DÉTAILS DE L'EXERCICE
Repérez chaque ligne qui contient la chaîne « dome » et recopiez-la en entier. La casse compte.

LIGNES DE DONNÉES
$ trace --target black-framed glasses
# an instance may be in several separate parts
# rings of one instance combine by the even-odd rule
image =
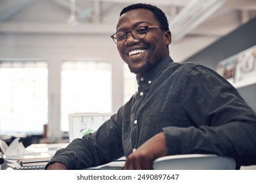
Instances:
[[[147,31],[151,29],[155,28],[163,28],[164,26],[156,26],[156,25],[149,25],[149,26],[138,26],[133,28],[130,31],[124,32],[119,31],[116,32],[115,34],[111,36],[114,41],[115,43],[118,45],[124,44],[127,41],[128,33],[131,33],[133,38],[137,40],[144,39],[147,36]]]

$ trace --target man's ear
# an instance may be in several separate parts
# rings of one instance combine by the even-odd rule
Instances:
[[[166,45],[169,45],[172,42],[172,34],[170,31],[166,31],[164,34],[164,41]]]

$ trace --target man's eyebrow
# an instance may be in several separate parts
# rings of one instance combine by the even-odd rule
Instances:
[[[136,23],[134,24],[134,27],[136,27],[138,26],[139,25],[140,25],[140,24],[143,24],[143,23],[150,24],[150,22],[147,22],[147,21],[137,22],[136,22]],[[117,25],[117,31],[122,31],[122,30],[124,29],[124,28],[120,28],[120,29],[117,29],[118,25],[119,25],[119,24]]]

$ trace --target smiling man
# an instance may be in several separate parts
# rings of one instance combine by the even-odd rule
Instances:
[[[111,38],[138,91],[97,131],[58,150],[46,169],[85,169],[123,156],[124,169],[152,169],[158,158],[185,154],[231,157],[237,167],[256,163],[255,112],[215,71],[172,61],[161,10],[124,8]]]

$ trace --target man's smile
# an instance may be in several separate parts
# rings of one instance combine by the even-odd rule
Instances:
[[[141,49],[139,49],[139,50],[132,50],[132,51],[129,52],[128,52],[128,54],[129,54],[129,56],[133,56],[133,55],[135,55],[135,54],[143,53],[143,52],[145,52],[145,51],[147,51],[147,50],[145,50],[145,49],[143,49],[143,50],[141,50]]]

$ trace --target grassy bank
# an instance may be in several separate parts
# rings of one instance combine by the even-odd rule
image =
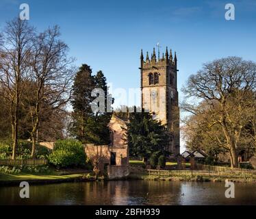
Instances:
[[[256,183],[255,178],[242,178],[242,177],[216,177],[214,176],[203,176],[203,175],[193,175],[190,174],[183,175],[181,176],[157,176],[149,175],[147,173],[142,174],[131,174],[129,176],[129,179],[131,180],[152,180],[152,181],[197,181],[197,182],[225,182],[226,179],[230,181],[239,183]]]
[[[133,165],[133,166],[143,166],[144,165],[143,161],[142,160],[129,160],[129,163],[130,165]],[[177,162],[166,162],[166,165],[167,166],[176,166],[177,165]],[[186,163],[185,166],[190,167],[190,164]]]
[[[68,175],[60,175],[60,172],[51,172],[49,175],[0,173],[0,186],[16,185],[19,185],[21,181],[27,181],[31,184],[47,184],[93,180],[94,180],[94,177],[88,173]]]

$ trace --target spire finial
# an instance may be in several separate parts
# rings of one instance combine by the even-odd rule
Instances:
[[[172,62],[172,52],[171,49],[170,49],[170,61]]]
[[[146,52],[146,61],[149,61],[149,52]]]
[[[153,49],[153,56],[155,56],[155,47]]]

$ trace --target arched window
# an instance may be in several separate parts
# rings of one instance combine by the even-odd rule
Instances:
[[[159,75],[157,73],[154,73],[154,84],[159,83]]]
[[[149,74],[149,84],[151,85],[154,83],[154,78],[152,73]]]
[[[173,75],[170,75],[170,85],[172,86],[173,85]]]
[[[110,145],[114,146],[114,131],[110,130]]]

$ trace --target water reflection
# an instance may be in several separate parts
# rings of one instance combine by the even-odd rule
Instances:
[[[219,183],[116,181],[31,185],[30,198],[18,187],[0,188],[0,205],[256,205],[253,184],[235,184],[225,197]]]

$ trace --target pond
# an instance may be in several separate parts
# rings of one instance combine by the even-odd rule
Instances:
[[[256,205],[255,185],[235,184],[235,198],[225,183],[112,181],[31,185],[30,198],[19,188],[0,188],[0,205]]]

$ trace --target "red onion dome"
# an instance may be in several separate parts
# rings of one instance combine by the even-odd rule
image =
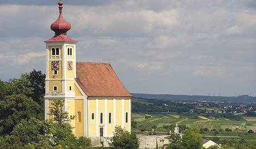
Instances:
[[[64,20],[62,16],[62,5],[63,2],[60,0],[59,4],[59,9],[60,11],[60,15],[58,19],[51,25],[51,29],[55,32],[55,35],[67,34],[67,32],[71,28],[71,25],[69,23]]]

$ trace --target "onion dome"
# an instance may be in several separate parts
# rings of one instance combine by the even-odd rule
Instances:
[[[67,34],[67,32],[71,28],[71,25],[62,16],[62,8],[63,7],[62,5],[63,5],[63,2],[61,2],[61,0],[60,0],[58,4],[59,6],[60,15],[57,20],[51,25],[51,29],[55,32],[55,35],[65,35]]]
[[[57,20],[51,25],[51,29],[55,32],[55,35],[51,39],[44,41],[44,42],[69,41],[76,42],[77,41],[71,39],[67,35],[67,32],[71,28],[71,25],[62,16],[62,8],[63,7],[62,5],[63,3],[61,2],[61,0],[60,0],[58,4],[60,15]]]

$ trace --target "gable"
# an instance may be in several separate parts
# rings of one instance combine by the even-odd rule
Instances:
[[[88,96],[132,97],[109,63],[77,62],[76,82]]]

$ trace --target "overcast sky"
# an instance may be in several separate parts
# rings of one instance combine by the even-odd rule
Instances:
[[[63,0],[77,61],[132,93],[256,96],[256,1]],[[58,0],[0,0],[0,79],[46,72]]]

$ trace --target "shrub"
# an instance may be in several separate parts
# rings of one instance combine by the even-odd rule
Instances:
[[[253,131],[253,130],[251,130],[251,129],[250,129],[249,130],[248,130],[248,131],[247,131],[248,133],[254,133],[254,131]]]
[[[122,129],[121,126],[115,127],[114,136],[109,143],[110,148],[139,148],[139,139],[135,133],[130,133]]]

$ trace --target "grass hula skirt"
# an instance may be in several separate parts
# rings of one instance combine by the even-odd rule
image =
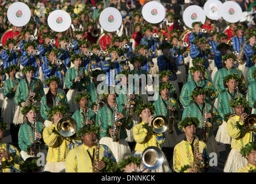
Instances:
[[[7,124],[13,122],[13,117],[15,113],[16,105],[13,98],[5,98],[2,106],[1,116],[3,121]]]
[[[79,92],[78,89],[70,89],[67,91],[67,99],[70,105],[70,112],[74,113],[79,108],[79,105],[75,103],[74,99],[77,94],[81,93],[82,92],[86,93],[86,91],[84,90],[82,90],[81,91]]]
[[[208,153],[215,152],[217,154],[218,158],[220,156],[219,154],[218,147],[217,145],[217,141],[213,135],[209,137],[208,141],[206,143],[207,151]]]
[[[239,168],[247,164],[247,160],[242,156],[240,150],[231,149],[225,163],[224,172],[236,172]]]
[[[125,139],[120,139],[119,141],[114,142],[112,138],[104,137],[101,139],[100,144],[106,145],[110,148],[117,163],[120,162],[125,156],[129,156],[132,154]]]
[[[142,155],[142,152],[136,151],[134,155]],[[163,154],[163,162],[162,166],[156,170],[151,170],[149,172],[171,172],[171,169],[170,168],[169,164],[166,159],[166,158],[165,157],[165,154]]]
[[[44,167],[43,171],[48,171],[51,172],[65,172],[65,162],[47,162]]]
[[[216,135],[216,140],[223,144],[231,144],[231,137],[228,134],[226,121],[223,121],[222,124],[219,126],[219,129]]]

CORRIGÉ DE L'EXERCICE
$ trace --target "red onion dome"
$ trace --target "onion dome"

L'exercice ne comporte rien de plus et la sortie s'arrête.